Problem
Verbatim output of all the material below is required.

Given entries
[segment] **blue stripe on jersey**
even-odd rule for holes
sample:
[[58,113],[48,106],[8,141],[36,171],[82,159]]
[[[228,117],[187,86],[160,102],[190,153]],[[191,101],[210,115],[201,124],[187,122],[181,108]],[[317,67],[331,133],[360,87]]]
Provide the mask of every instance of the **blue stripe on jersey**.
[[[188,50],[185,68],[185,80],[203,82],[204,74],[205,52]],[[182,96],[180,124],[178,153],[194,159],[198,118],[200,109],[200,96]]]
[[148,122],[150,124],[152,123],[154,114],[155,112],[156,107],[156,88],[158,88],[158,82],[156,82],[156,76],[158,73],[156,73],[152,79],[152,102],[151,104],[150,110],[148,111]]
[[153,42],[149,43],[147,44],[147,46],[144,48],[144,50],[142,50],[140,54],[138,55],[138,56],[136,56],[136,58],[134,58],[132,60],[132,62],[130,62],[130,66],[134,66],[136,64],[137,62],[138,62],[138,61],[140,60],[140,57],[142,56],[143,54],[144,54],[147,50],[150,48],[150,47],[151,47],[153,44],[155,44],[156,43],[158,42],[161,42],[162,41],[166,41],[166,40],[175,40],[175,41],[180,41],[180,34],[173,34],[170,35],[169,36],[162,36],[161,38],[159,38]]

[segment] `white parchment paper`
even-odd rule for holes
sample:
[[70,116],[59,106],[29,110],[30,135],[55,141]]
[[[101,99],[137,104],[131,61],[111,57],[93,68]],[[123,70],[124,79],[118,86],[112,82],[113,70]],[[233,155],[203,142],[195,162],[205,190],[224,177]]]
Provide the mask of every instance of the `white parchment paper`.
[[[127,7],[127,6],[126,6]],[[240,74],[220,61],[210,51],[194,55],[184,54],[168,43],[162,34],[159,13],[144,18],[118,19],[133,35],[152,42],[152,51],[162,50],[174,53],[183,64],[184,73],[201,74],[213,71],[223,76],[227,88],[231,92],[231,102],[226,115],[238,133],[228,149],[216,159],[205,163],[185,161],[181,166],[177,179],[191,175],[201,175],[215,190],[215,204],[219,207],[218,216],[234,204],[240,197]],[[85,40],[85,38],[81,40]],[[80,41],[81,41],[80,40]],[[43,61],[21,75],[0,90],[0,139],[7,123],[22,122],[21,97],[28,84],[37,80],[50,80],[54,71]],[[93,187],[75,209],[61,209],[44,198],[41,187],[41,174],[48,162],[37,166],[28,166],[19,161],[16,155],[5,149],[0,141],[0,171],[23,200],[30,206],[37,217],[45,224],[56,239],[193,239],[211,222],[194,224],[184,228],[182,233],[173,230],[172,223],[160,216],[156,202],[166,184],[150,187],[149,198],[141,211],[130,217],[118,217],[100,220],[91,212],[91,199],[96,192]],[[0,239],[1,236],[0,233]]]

Response to this task
[segment] **blue stripe on jersey**
even-odd rule for holes
sample:
[[58,113],[48,106],[8,141],[36,171],[82,159]]
[[[228,117],[187,86],[160,102],[190,153]],[[191,101],[210,115],[201,124],[187,122],[181,108]],[[317,67],[331,133],[360,87]]]
Provide the mask of every instance of the **blue stripe on jersey**.
[[[188,50],[185,68],[185,80],[203,82],[204,74],[205,52]],[[182,96],[180,124],[178,153],[194,159],[198,118],[200,109],[200,96]]]
[[148,122],[150,124],[152,123],[154,114],[155,112],[156,107],[156,88],[158,88],[158,82],[156,82],[156,76],[158,73],[156,73],[152,79],[152,102],[151,104],[150,110],[148,111]]
[[153,42],[149,43],[147,44],[147,46],[144,48],[144,50],[142,50],[140,54],[138,55],[138,56],[136,56],[136,58],[134,58],[132,60],[132,62],[130,62],[130,66],[134,66],[136,64],[137,62],[138,62],[138,61],[140,60],[140,57],[142,56],[143,54],[144,54],[147,50],[150,48],[150,47],[151,47],[153,44],[155,44],[156,43],[158,42],[161,42],[162,41],[166,41],[166,40],[175,40],[175,41],[180,41],[180,34],[173,34],[170,35],[169,36],[162,36],[161,38],[159,38]]

[segment] `white parchment paper`
even-odd rule for holes
sample:
[[70,116],[59,106],[29,110],[30,135],[55,141]]
[[[101,99],[137,104],[131,61],[111,57],[93,68]],[[123,70],[124,79],[118,86],[112,82],[113,70]],[[233,155],[203,142],[195,162],[205,190],[224,177]]]
Provide the mask of every instance of the `white parchment paper`.
[[[127,7],[127,6],[126,6]],[[240,74],[220,61],[210,51],[194,55],[184,54],[168,43],[162,34],[159,13],[144,18],[118,19],[133,35],[152,42],[152,51],[162,50],[174,53],[183,64],[184,73],[201,74],[213,71],[223,76],[227,88],[231,92],[231,102],[226,115],[238,133],[228,149],[216,159],[205,163],[185,161],[181,166],[177,179],[191,175],[201,175],[215,190],[215,204],[219,207],[218,216],[234,204],[240,197]],[[85,40],[85,38],[81,40]],[[80,41],[81,41],[80,40]],[[43,61],[21,75],[0,90],[0,139],[7,123],[22,122],[21,97],[28,84],[37,80],[50,80],[54,71]],[[93,187],[75,209],[61,209],[44,198],[41,187],[41,174],[48,162],[37,166],[28,166],[19,161],[16,155],[5,149],[0,141],[0,171],[23,200],[30,206],[37,217],[45,224],[56,239],[193,239],[211,222],[194,224],[184,228],[182,233],[173,230],[172,223],[160,216],[156,202],[166,184],[150,187],[149,198],[141,211],[130,217],[118,217],[100,220],[91,212],[91,199],[96,192]],[[0,239],[1,236],[0,233]]]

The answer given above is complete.